▸ **What you should do**: Swap "detector" for "locator" throughout the lines below and return them with everything else left unchanged.
----------------------------------------
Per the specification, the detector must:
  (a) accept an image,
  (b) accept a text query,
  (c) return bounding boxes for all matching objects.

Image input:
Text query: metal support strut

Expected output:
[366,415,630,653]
----------------------------------------
▸ **Task solution**:
Per the specification, the locator must:
  (a) accept an image,
  (b) accept a text query,
  (c) return bounding boxes for all matching objects.

Image input:
Text query: metal support strut

Expected output:
[366,415,630,653]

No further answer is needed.